__EXERCISE TASK__. How many lines in the data below contain the string "baseball"? Reply with only the number.

__TASK DATA__.
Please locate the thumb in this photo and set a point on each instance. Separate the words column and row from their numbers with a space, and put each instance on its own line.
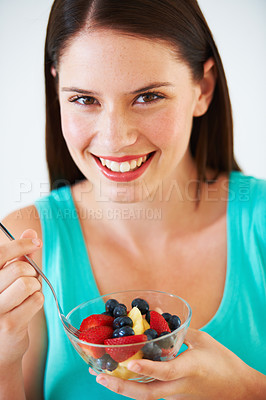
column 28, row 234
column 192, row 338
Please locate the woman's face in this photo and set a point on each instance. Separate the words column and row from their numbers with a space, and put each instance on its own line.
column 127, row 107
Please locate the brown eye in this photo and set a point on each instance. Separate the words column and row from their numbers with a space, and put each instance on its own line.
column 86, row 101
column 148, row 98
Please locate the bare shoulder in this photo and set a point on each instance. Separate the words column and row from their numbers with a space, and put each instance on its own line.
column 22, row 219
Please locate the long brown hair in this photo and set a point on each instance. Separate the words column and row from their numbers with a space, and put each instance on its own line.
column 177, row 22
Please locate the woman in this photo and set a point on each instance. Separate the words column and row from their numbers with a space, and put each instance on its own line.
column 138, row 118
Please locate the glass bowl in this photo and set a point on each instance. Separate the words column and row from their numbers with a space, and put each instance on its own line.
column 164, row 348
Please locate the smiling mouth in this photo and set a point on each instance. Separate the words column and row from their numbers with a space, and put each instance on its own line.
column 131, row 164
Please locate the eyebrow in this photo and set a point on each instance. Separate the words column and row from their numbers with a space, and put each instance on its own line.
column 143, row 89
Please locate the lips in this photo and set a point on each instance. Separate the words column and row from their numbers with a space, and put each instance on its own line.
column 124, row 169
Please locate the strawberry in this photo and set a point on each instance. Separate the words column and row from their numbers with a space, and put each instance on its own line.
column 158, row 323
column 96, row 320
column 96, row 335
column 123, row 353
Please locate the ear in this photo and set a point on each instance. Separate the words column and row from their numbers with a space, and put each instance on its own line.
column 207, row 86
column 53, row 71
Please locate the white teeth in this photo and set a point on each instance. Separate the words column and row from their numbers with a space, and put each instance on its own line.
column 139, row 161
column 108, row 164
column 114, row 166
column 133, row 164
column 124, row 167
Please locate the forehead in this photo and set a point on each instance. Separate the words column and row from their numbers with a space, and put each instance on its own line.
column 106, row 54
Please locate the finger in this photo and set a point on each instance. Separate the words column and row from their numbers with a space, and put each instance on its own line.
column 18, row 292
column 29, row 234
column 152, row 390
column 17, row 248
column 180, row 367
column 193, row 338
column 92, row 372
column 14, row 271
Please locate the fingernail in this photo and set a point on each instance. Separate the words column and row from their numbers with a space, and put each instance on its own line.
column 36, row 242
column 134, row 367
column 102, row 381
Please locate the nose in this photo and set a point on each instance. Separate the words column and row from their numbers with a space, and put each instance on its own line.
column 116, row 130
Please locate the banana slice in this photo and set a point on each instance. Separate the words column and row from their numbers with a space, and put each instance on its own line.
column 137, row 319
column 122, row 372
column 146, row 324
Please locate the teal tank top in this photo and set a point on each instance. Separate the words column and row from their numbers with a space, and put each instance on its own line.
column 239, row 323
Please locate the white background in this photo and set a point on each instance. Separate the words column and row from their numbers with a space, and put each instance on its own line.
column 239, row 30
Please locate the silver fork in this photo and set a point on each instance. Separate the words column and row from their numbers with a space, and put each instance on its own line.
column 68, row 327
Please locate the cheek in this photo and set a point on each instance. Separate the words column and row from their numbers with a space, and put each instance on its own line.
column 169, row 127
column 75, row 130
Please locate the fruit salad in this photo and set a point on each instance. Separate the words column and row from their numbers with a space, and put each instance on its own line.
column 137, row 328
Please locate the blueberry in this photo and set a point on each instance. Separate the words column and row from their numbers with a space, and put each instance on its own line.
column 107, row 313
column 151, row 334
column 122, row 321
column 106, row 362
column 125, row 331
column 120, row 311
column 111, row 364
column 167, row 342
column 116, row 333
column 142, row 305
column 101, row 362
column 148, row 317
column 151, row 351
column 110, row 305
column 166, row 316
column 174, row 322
* * *
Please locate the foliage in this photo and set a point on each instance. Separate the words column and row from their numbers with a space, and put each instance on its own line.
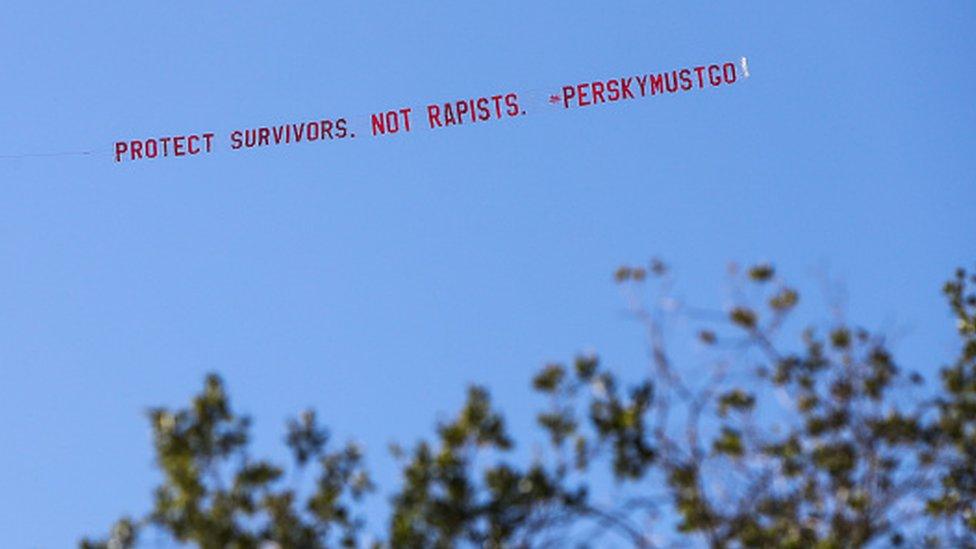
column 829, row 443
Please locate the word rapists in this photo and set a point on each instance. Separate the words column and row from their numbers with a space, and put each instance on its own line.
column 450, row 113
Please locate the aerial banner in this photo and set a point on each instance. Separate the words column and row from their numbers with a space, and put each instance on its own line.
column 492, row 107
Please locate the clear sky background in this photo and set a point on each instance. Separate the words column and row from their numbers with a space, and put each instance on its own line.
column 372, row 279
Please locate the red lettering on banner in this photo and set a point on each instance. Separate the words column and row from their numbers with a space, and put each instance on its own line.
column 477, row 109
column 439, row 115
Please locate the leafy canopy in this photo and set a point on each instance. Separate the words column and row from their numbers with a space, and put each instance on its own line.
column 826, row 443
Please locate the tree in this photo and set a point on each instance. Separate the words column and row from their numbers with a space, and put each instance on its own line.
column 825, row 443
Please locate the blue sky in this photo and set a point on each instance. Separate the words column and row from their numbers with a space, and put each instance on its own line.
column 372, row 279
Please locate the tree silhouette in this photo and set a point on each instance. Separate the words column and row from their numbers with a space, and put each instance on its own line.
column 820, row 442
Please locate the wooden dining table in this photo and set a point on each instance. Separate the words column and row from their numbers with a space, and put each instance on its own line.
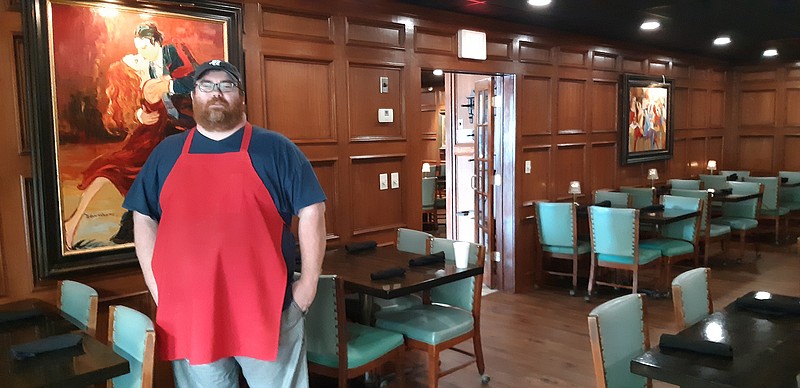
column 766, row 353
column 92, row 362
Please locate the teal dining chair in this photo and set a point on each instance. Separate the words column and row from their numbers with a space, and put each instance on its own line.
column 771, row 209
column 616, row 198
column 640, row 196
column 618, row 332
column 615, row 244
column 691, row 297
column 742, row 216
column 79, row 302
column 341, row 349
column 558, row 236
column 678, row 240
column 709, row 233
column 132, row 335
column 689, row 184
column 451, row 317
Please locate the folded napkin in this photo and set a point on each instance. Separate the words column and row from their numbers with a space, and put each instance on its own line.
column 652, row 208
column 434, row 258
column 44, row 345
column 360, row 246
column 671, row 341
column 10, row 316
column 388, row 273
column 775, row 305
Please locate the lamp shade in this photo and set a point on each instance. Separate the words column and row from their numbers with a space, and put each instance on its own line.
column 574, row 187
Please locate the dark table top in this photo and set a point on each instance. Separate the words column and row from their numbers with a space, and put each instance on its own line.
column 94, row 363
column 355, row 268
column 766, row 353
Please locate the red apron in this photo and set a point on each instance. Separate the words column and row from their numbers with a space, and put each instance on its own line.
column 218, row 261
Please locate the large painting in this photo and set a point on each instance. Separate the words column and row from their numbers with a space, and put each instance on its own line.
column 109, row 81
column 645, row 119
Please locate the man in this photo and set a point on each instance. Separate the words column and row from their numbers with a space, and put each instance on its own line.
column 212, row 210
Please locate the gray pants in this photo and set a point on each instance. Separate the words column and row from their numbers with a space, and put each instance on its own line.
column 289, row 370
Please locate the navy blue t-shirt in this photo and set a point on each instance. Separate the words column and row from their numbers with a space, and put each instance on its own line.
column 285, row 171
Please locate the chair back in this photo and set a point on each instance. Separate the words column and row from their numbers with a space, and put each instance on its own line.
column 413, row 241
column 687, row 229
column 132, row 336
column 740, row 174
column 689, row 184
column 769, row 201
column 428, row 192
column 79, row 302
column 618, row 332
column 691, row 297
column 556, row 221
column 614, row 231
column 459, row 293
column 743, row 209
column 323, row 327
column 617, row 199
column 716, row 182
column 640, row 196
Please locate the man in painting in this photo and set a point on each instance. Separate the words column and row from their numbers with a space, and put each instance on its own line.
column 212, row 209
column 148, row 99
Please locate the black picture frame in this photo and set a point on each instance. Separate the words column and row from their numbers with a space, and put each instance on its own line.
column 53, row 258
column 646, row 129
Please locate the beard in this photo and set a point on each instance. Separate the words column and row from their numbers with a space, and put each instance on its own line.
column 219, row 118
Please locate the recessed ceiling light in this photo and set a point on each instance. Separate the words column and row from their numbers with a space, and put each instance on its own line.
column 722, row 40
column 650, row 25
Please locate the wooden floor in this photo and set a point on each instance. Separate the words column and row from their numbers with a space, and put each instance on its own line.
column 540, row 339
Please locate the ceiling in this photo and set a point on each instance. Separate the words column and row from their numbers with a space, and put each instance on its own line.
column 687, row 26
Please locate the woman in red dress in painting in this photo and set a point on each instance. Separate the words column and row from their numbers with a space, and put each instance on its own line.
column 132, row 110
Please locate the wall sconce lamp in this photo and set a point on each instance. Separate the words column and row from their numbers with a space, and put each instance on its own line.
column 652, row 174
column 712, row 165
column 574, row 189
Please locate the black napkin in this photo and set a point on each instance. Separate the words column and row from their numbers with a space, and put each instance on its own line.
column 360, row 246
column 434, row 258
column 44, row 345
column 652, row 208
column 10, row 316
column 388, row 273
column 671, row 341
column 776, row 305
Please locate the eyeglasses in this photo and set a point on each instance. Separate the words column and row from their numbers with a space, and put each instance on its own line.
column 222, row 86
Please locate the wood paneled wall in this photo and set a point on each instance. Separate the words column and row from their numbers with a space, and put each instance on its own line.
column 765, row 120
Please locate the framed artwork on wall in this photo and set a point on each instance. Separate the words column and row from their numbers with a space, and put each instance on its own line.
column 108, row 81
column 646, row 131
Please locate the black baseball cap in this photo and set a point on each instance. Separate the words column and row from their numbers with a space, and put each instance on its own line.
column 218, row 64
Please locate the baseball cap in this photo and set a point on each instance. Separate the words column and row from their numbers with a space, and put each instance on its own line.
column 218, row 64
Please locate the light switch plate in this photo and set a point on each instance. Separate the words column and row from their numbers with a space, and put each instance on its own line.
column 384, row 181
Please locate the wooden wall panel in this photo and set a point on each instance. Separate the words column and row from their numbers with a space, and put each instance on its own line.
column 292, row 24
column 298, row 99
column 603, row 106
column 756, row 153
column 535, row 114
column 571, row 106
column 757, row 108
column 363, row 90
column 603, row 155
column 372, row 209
==
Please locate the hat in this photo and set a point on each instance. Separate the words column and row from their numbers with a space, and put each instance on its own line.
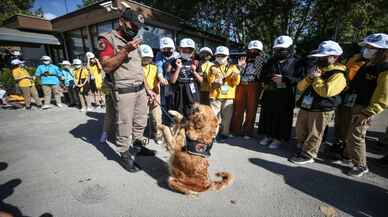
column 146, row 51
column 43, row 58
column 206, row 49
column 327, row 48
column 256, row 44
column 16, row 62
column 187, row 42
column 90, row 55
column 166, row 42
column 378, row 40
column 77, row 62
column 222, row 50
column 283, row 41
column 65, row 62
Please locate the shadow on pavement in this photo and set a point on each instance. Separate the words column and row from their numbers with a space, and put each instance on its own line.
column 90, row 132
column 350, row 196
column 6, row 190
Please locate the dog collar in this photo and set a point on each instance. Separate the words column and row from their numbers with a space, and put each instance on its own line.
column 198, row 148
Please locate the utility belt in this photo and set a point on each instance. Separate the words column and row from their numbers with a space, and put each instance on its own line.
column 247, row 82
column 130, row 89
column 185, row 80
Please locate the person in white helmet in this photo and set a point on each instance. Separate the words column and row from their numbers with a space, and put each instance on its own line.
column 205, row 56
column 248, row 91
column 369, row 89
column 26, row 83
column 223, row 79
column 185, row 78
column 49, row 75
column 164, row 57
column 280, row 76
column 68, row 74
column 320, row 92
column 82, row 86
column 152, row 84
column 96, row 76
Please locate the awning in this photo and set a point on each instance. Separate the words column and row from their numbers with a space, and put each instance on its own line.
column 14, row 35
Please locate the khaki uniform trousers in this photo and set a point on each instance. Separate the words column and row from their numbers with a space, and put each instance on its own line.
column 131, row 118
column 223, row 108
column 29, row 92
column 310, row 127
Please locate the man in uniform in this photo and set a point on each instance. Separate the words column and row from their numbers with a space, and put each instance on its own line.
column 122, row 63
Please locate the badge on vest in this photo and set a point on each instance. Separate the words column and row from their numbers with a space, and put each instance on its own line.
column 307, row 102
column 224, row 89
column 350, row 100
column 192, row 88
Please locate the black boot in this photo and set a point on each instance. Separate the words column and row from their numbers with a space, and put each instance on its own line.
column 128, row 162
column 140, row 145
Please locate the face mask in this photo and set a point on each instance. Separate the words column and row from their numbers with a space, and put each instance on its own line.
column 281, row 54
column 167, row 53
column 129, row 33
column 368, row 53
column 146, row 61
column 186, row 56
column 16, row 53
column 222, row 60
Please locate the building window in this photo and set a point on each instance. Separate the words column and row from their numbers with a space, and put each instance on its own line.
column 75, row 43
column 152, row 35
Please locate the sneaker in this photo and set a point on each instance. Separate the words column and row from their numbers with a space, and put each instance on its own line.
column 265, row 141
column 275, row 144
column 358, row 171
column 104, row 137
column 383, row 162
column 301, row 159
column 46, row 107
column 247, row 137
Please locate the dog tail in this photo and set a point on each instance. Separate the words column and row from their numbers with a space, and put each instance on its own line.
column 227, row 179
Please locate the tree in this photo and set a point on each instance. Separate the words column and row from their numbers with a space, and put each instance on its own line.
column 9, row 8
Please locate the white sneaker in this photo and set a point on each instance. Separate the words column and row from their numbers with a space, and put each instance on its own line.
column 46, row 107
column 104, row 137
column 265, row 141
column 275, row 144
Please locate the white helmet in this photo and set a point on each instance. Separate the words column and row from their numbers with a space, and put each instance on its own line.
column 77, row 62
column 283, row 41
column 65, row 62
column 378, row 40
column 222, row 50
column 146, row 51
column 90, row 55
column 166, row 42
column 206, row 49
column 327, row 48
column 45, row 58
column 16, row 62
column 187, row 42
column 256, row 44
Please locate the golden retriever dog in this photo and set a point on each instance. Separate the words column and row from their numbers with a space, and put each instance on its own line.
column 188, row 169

__SOLUTION TO THIS PROBLEM__. 2